Work to complete: Pick out every line in the data below that contains the string "hair", and copy each of those lines.

Material provided:
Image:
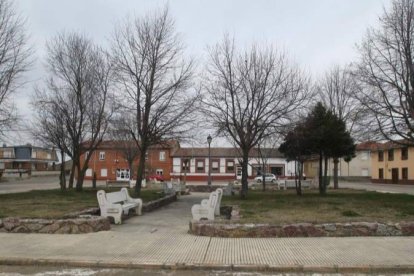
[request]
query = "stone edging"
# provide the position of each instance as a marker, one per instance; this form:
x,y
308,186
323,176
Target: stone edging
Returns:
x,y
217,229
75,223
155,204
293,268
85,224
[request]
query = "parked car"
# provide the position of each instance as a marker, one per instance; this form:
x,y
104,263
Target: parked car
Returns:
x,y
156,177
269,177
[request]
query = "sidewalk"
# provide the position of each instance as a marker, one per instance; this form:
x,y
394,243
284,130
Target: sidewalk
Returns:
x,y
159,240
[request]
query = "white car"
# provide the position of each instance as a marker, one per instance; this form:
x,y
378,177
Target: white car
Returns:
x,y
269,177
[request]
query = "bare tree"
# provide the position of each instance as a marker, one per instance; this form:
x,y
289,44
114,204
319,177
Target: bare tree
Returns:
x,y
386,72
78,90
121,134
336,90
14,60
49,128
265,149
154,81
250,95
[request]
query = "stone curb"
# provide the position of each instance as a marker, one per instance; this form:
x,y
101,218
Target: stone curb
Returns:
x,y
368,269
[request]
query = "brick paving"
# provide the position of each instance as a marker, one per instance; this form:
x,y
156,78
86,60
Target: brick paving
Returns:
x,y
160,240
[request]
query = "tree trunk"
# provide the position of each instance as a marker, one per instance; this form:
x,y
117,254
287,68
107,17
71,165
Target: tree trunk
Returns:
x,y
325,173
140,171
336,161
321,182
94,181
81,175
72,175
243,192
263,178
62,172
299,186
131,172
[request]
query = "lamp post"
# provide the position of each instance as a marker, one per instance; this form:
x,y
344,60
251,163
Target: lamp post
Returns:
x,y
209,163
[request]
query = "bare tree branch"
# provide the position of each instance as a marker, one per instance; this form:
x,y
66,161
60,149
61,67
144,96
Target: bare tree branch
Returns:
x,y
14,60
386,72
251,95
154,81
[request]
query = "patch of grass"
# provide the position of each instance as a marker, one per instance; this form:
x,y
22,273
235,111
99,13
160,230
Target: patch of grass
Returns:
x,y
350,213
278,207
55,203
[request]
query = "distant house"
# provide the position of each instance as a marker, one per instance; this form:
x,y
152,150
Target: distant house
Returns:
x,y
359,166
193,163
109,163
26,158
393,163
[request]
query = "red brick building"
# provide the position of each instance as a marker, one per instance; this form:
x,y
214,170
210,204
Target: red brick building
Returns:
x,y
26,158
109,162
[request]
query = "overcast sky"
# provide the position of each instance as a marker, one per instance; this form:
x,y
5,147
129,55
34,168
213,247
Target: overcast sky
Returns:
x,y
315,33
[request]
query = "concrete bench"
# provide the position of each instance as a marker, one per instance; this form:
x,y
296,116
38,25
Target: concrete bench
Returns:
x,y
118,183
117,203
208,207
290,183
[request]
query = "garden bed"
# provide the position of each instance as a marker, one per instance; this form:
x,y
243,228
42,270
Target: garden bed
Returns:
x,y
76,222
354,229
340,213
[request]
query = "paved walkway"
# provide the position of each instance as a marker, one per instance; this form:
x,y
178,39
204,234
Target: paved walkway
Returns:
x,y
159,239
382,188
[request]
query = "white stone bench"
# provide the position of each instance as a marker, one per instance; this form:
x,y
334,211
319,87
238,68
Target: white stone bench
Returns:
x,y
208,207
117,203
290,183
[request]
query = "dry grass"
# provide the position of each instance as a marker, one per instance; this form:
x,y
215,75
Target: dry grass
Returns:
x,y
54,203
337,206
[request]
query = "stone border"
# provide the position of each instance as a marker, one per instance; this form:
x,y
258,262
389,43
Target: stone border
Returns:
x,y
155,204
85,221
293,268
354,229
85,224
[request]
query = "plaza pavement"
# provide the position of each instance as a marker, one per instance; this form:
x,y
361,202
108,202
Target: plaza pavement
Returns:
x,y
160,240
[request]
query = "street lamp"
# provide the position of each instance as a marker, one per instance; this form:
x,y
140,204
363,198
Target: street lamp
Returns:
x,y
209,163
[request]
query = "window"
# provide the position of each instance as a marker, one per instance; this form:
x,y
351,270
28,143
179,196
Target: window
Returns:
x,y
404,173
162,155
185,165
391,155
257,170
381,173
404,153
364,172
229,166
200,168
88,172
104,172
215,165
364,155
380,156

==

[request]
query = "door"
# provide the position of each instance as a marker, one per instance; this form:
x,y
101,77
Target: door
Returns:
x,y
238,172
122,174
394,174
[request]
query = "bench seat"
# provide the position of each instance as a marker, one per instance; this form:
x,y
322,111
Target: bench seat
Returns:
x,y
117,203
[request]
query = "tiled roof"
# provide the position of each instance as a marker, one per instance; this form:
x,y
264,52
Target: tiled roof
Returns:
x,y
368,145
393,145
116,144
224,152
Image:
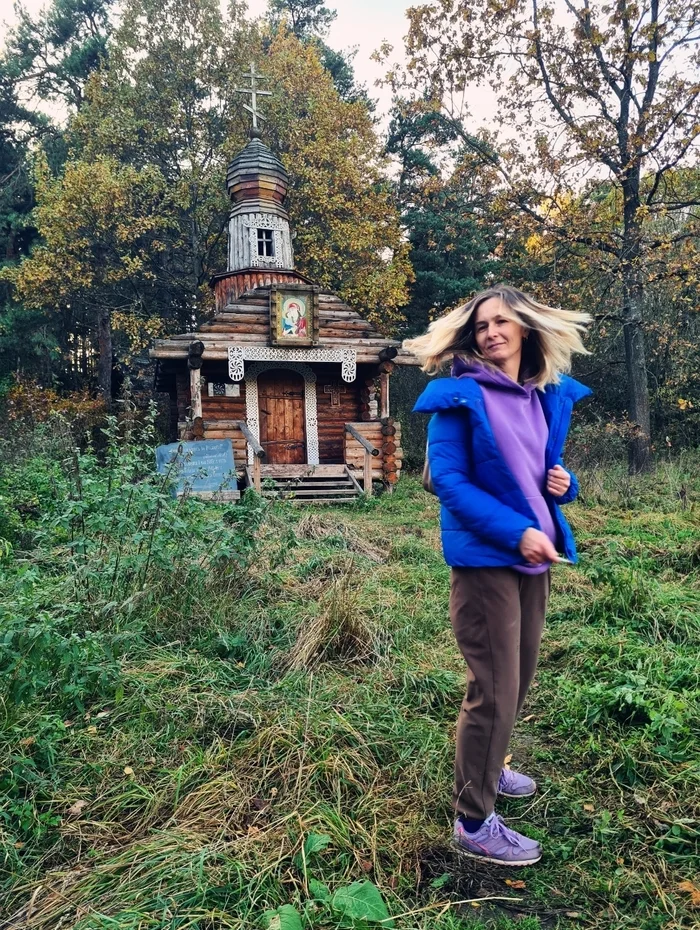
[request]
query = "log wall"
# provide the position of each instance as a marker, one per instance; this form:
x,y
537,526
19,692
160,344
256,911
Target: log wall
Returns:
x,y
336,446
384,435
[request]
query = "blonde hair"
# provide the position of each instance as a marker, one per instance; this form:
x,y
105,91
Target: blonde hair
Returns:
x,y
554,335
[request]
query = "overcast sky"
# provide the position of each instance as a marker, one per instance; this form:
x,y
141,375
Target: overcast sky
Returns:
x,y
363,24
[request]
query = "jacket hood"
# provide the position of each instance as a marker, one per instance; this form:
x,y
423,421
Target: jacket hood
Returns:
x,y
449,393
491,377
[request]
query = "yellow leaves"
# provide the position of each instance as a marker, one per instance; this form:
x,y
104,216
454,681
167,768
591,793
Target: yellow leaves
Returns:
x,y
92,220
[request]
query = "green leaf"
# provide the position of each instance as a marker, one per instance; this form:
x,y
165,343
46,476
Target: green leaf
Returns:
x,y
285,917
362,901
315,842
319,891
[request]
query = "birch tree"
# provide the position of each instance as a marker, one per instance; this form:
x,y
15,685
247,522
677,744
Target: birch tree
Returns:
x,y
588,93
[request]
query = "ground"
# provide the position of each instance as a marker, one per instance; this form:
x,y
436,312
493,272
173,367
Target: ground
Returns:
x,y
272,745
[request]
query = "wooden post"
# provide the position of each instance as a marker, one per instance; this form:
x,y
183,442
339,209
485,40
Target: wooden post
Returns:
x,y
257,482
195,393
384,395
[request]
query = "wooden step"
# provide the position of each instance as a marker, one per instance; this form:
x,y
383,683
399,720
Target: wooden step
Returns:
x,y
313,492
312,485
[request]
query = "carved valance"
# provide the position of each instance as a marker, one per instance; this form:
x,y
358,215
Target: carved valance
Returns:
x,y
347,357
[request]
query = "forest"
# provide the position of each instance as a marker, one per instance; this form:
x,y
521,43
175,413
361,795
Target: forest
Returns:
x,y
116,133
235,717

--

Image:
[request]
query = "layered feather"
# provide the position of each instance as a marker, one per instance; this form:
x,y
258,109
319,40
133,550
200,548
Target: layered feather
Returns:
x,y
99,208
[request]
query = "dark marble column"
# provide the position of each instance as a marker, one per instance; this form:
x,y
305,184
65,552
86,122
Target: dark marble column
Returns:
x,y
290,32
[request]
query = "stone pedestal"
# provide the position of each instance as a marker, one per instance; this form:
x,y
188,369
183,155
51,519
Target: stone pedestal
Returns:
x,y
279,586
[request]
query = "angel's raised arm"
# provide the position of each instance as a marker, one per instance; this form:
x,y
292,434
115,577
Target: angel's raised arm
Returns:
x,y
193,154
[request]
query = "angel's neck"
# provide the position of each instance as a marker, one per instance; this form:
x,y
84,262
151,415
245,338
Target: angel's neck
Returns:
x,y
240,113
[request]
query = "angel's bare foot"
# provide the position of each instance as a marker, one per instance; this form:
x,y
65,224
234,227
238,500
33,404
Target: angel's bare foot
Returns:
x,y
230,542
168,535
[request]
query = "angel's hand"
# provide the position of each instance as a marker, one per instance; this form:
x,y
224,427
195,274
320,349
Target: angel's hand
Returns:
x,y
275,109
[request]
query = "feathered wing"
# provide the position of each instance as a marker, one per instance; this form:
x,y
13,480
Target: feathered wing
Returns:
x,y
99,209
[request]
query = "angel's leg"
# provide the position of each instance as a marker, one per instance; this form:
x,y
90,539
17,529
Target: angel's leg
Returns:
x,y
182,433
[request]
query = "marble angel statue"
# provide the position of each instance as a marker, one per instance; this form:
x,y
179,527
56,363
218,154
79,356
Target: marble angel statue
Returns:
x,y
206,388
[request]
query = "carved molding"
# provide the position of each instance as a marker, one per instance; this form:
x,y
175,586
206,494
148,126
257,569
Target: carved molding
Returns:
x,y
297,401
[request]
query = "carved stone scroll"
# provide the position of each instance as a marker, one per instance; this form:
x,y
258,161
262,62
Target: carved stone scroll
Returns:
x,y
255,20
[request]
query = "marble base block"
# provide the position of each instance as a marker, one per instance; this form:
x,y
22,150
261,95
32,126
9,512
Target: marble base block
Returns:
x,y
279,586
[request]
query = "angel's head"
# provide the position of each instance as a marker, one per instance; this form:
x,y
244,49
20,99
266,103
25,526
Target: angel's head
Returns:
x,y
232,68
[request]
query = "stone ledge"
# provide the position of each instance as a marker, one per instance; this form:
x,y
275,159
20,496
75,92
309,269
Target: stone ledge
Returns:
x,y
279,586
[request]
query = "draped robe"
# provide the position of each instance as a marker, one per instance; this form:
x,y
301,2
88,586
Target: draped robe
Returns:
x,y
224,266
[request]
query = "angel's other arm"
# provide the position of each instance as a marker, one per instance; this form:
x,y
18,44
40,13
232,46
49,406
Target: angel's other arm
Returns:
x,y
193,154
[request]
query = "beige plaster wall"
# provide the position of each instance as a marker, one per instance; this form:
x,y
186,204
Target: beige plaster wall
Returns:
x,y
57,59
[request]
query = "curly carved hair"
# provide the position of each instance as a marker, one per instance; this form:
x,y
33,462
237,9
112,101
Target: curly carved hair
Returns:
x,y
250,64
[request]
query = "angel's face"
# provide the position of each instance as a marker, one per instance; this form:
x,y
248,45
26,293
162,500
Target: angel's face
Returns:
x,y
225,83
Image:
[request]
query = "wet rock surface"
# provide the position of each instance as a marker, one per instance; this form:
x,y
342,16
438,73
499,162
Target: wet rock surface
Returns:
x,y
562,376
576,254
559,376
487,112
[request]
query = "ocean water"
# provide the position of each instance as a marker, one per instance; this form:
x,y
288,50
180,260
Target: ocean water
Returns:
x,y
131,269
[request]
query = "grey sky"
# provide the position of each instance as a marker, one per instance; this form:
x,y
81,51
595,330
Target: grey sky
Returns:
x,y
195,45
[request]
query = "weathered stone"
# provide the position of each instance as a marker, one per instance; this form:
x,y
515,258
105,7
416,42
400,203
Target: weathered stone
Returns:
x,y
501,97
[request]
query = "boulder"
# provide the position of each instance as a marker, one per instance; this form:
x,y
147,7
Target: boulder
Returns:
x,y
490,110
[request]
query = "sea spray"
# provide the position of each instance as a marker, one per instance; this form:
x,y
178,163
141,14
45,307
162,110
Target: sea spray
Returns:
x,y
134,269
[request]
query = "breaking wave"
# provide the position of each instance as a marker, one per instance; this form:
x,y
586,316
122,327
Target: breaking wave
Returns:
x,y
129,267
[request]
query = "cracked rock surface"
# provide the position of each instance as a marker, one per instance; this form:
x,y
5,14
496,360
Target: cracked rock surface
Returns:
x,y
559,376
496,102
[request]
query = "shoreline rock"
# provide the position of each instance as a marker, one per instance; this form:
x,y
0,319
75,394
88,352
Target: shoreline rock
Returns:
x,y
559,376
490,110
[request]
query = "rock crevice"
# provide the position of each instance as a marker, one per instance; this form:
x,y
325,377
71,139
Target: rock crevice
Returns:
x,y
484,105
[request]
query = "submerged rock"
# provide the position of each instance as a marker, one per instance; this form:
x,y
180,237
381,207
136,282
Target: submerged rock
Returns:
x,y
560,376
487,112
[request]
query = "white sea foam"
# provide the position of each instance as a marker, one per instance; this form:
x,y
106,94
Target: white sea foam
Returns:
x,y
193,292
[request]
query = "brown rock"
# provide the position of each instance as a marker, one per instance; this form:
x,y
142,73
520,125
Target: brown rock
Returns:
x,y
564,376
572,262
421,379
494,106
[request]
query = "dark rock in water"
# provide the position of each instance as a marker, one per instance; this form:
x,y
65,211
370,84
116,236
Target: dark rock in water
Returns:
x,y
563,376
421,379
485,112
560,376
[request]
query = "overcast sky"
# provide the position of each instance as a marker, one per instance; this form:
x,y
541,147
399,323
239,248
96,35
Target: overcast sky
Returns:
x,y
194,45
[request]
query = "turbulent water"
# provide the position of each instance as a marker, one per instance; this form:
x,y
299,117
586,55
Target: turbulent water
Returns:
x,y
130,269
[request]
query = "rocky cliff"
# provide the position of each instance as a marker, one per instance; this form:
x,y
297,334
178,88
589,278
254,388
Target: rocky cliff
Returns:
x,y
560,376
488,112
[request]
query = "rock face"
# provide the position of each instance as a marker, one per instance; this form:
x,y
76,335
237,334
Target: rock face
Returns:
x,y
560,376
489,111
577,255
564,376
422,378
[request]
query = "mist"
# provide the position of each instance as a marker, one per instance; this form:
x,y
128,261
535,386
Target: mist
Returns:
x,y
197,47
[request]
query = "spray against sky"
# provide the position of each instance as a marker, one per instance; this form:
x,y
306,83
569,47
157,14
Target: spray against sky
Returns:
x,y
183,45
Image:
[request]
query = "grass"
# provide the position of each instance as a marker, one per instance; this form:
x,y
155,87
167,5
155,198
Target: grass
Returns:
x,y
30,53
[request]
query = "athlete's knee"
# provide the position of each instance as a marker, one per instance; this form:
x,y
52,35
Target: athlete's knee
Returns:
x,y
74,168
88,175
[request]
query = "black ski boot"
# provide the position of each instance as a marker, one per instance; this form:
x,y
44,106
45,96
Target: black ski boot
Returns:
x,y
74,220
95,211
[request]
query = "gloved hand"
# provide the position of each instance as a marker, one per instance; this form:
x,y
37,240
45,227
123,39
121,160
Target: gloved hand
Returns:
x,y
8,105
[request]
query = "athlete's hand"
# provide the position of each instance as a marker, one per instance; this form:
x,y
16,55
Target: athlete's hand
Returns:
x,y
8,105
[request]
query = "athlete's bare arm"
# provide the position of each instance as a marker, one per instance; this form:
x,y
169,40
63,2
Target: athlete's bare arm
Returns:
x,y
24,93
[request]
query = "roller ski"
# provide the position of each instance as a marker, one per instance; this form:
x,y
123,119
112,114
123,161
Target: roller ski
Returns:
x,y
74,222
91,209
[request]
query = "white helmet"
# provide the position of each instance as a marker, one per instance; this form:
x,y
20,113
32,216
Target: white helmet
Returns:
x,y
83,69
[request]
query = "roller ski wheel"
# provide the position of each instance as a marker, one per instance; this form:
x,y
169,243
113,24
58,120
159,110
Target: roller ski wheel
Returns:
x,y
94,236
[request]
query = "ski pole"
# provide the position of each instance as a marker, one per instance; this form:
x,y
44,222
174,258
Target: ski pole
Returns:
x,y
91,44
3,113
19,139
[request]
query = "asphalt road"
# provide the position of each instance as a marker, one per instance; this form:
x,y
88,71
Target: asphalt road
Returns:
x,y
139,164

Solution to this task:
query = "blonde hair"
Target: blonde hair
query = "curly carved hair"
Target: curly carved hair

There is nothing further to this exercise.